Repeat every entry exactly as given.
[AVAILABLE DATA]
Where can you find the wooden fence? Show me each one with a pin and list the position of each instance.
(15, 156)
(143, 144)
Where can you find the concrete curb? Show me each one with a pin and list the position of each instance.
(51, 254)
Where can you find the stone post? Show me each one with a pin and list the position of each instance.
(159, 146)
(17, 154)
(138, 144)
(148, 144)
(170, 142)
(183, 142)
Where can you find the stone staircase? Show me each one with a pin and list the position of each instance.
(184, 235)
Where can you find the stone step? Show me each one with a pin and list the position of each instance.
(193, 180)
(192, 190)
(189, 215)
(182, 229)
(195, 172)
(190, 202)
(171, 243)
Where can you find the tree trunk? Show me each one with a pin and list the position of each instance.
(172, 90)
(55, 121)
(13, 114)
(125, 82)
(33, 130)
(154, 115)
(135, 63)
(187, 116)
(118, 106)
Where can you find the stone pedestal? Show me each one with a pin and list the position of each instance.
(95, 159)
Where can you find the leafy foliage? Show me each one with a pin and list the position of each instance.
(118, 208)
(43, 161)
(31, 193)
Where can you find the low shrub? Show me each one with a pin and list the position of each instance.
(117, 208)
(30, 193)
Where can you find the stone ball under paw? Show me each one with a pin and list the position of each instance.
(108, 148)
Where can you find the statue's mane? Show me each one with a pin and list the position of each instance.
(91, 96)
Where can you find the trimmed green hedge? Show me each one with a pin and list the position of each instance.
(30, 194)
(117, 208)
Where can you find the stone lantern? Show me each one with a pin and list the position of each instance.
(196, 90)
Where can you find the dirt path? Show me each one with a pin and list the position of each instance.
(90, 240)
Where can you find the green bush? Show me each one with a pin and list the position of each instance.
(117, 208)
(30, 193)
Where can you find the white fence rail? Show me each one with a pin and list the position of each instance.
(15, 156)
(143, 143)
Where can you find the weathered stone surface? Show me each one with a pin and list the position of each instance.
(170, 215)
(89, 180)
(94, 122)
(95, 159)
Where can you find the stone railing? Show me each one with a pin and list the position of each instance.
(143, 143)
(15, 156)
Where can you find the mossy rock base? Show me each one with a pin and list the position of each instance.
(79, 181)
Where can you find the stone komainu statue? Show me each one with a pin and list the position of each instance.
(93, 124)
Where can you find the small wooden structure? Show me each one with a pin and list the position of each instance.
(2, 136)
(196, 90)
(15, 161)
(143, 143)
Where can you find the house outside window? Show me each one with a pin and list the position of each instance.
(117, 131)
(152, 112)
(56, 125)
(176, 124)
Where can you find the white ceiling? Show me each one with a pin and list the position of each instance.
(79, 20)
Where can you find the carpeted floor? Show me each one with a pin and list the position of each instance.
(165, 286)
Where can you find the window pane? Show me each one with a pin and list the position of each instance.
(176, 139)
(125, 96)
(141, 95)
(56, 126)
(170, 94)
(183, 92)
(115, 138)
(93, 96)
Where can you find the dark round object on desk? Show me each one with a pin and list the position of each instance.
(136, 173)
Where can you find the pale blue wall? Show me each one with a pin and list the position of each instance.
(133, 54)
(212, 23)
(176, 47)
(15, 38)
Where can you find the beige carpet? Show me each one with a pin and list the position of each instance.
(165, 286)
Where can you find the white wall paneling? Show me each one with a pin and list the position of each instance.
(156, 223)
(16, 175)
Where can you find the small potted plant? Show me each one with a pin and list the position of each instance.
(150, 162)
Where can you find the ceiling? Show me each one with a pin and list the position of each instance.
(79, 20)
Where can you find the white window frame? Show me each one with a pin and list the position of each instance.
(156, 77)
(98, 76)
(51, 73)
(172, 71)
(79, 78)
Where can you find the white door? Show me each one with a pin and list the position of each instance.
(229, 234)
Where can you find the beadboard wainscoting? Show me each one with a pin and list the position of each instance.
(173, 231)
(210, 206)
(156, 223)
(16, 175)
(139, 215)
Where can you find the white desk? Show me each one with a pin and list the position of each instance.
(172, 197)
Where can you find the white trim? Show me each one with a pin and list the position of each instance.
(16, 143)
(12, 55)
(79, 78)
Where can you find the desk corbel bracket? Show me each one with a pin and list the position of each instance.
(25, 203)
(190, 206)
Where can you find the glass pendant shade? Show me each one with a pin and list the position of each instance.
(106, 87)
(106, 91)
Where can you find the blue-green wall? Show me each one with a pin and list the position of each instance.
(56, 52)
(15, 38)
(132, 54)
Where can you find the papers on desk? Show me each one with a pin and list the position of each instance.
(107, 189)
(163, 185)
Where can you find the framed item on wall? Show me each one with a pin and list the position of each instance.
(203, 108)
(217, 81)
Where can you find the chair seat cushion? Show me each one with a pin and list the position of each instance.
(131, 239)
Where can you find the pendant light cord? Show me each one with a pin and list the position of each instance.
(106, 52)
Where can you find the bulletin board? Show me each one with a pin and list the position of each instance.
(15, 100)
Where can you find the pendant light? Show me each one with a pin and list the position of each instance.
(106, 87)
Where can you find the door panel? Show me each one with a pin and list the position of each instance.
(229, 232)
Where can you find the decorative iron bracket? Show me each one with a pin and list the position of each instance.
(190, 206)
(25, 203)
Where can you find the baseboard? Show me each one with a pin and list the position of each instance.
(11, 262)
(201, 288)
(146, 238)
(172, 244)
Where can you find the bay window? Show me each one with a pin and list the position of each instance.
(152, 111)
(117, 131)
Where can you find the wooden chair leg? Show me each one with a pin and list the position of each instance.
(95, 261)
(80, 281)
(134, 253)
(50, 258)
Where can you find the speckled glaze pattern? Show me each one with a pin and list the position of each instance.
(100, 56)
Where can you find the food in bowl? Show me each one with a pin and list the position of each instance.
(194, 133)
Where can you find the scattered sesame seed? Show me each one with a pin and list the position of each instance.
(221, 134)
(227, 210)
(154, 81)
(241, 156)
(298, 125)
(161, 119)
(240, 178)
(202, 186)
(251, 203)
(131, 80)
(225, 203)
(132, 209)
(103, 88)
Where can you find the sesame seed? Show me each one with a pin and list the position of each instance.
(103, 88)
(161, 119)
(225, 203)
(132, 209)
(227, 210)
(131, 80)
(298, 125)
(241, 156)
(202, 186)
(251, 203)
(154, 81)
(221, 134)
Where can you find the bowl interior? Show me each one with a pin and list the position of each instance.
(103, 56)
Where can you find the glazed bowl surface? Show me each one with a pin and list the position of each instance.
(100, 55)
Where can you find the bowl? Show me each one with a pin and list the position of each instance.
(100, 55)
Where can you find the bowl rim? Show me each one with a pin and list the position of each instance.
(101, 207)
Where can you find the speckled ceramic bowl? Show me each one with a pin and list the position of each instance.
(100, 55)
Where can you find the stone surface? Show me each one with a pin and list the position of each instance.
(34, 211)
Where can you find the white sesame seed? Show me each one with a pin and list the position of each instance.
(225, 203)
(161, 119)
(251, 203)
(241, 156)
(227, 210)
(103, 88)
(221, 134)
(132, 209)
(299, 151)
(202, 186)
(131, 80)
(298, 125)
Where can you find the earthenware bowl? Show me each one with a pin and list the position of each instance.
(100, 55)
[/AVAILABLE DATA]
### YOUR SOLUTION
Where can you find the wooden fence? Show me each one with a pin and list the position of each instance.
(15, 156)
(143, 144)
Where can you find the concrete curb? Show me each one with a pin and list the position of each instance.
(51, 254)
Where can you find the stone post? Show me each one with a pin and list the position of each instance.
(159, 146)
(17, 154)
(138, 144)
(148, 144)
(170, 142)
(183, 142)
Where can you find the stone staircase? Show me each one with a pin and list the position of each instance.
(184, 235)
Where can you find the stone step? Show me each one with a pin and list the position of each instance.
(193, 180)
(192, 190)
(189, 215)
(182, 229)
(195, 172)
(190, 202)
(171, 243)
Where can you find the tree trunk? Show me each one with a pin and list the position of each instance.
(172, 90)
(55, 121)
(13, 114)
(125, 82)
(33, 130)
(154, 115)
(135, 63)
(187, 116)
(118, 106)
Where can you find the stone pedestal? Show me each one with a pin and list the position of each instance.
(95, 159)
Where can you find the leafy foliage? Show me each one with a pin and list the position of each instance.
(118, 208)
(43, 161)
(31, 193)
Where can you find the low shrub? Show me each one with a pin and list the position of each instance.
(117, 208)
(30, 193)
Where can you find the stone ball under paw? Show me each one with a pin and list the position of each instance.
(108, 148)
Where can you find the statue's mane? Show me each one with a pin and list the position of each instance.
(91, 96)
Where can you find the trimmed green hedge? Show me each one with a pin and list the position of each instance.
(30, 194)
(117, 208)
Where can you find the stone lantern? Show me each one with a pin and list the position of each instance.
(196, 90)
Where can you find the dirt path? Show me each one with a pin and list the position of each instance.
(90, 240)
Where can you find the green bush? Show me each one with a pin and list the position of each instance.
(117, 208)
(30, 193)
Where can you find the white fence rail? Show me each one with a pin and list the position of each instance.
(15, 156)
(143, 143)
Where can you find the weathered stone surface? Show me each one with a pin and list the position of each instance.
(170, 215)
(89, 180)
(94, 122)
(95, 159)
Where can you find the stone railing? Show me each one with a pin and list the position of each instance.
(143, 143)
(15, 156)
Where can you find the mossy rock base? Show me each one with a pin and list the position of each instance.
(79, 181)
Where can you find the stone komainu statue? Show me each one with a pin and list the position of each instance.
(93, 124)
Where can you find the small wooden structure? Show me each one with a pin and list the position of each instance.
(2, 136)
(196, 90)
(15, 161)
(143, 143)
Where can you find the house outside window? Show me each one with a pin and list the position of each instance.
(117, 131)
(152, 112)
(56, 125)
(176, 124)
Where can you find the white ceiling? Show me each one with a pin and list the position of each instance.
(79, 20)
Where can you find the carpeted floor? Show me each one with a pin and list the position of each instance.
(165, 286)
Where can you find the window pane? Show me each one with a pin and list the position of each instance.
(176, 139)
(125, 96)
(141, 95)
(56, 126)
(170, 94)
(183, 92)
(115, 138)
(93, 96)
Where can you find the dark round object on desk? Show me each one with a pin and list the position of each instance.
(136, 173)
Where can you find the pale blue wall? Show me each one with a pin and list the position of each instance.
(133, 54)
(212, 23)
(176, 47)
(15, 38)
Where can you find the beige carpet? Show me each one with a pin and list the position of each instance.
(165, 286)
Where can you find the white wall paneling? Show me each one with a pin and list the position of each instance.
(156, 223)
(16, 175)
Where can you find the small potted plant? Show me each one with a pin and list the position of each instance.
(150, 162)
Where can you find the ceiling? Show me each one with a pin and list the position of each instance.
(79, 20)
Where can you find the white window frame? Show me each one with a pin and list the position of each instance.
(156, 77)
(98, 76)
(51, 73)
(172, 71)
(79, 78)
Where can you find the white door? Show me each one with a pin and list the position of each instance.
(229, 234)
Where can you find the beadboard wainscoting? Show me each one with a pin and list the position of each instance.
(173, 231)
(210, 206)
(156, 223)
(16, 175)
(139, 215)
Where can you find the white desk? Show me each one with a pin and list the position of each instance.
(172, 197)
Where can you find the white trim? Show me each one with a pin and list the position of each instance.
(16, 143)
(12, 55)
(79, 78)
Where can you find the desk corbel bracket? Show me each one with a pin and list the position of each instance.
(25, 203)
(190, 206)
Where can you find the glass pendant shade? Show me each one with a pin and list the position of each instance.
(106, 87)
(106, 91)
Where can you find the blue-green wall? Show me each one with a pin and list the position of each instance.
(56, 52)
(15, 38)
(132, 54)
Where can you find the papers on desk? Show me each one with a pin and list the position of each instance.
(107, 189)
(163, 185)
Where can you find the framed item on wall? Show me each one with a pin and list the position of each instance.
(203, 108)
(217, 81)
Where can you find the chair seat cushion? Show me each one with a pin and list the position of each instance.
(131, 239)
Where can you find the pendant light cord? Show me each one with a pin and list the position of each instance.
(106, 52)
Where can you find the bulletin board? Show me each one with a pin and list the position of each instance.
(15, 100)
Where can you find the pendant light? Show me each one with a pin and list the position of each instance.
(106, 87)
Where can you find the door panel? Show me each one with a pin and list the position of each instance.
(229, 232)
Where can you find the decorative iron bracket? Show me each one with a pin and list the position of each instance.
(190, 206)
(25, 203)
Where can you find the baseboard? Show me each one with a pin and list the position of each instance.
(11, 262)
(201, 288)
(146, 238)
(172, 244)
Where can you find the bay window? Show me each one with a pin and list the position of each instance.
(152, 111)
(117, 131)
Where can you find the wooden chair leg? Show me each one with a pin and list the position of each instance.
(95, 261)
(80, 281)
(134, 253)
(50, 258)
Where can you find the speckled glaze pattern? Show me each one with a pin and list the position of each instance.
(100, 56)
Where can you find the food in bowl? Show me each one with a pin and list the position of each instance.
(194, 133)
Where can you find the scattered sesame seed? Show me each one with a pin and list the position of each instance.
(221, 134)
(227, 210)
(154, 81)
(241, 156)
(298, 125)
(161, 119)
(240, 178)
(202, 186)
(251, 203)
(131, 80)
(225, 203)
(132, 209)
(103, 88)
Where can you find the sesame seed? Show me each one with a pin and list the position of each instance.
(103, 88)
(161, 119)
(225, 203)
(132, 209)
(227, 210)
(131, 80)
(298, 125)
(241, 156)
(202, 186)
(251, 203)
(154, 81)
(221, 134)
Where can you find the bowl interior? Show me each one with a pin and list the position of each instance.
(103, 56)
Where can you find the glazed bowl surface? Show me each one with a pin and list the position of each instance.
(100, 55)
Where can you find the bowl? Show me each one with a pin and list the position of each instance.
(100, 55)
Where can you find the bowl rim? Show me each one with a pin and list the position of each instance.
(101, 207)
Where can you find the speckled ceramic bowl? Show me each one with a pin and list the position of each instance.
(100, 55)
Where can you find the stone surface? Show me each one with a pin and list the position of each instance.
(34, 211)
Where can you find the white sesame seed? Show me each one with a pin and list the position of each instance.
(225, 203)
(161, 119)
(251, 203)
(241, 156)
(227, 210)
(103, 88)
(221, 134)
(132, 209)
(299, 151)
(202, 186)
(131, 80)
(298, 125)
Where can you find the earthenware bowl? Show me each one with a pin and list the position of each instance.
(100, 55)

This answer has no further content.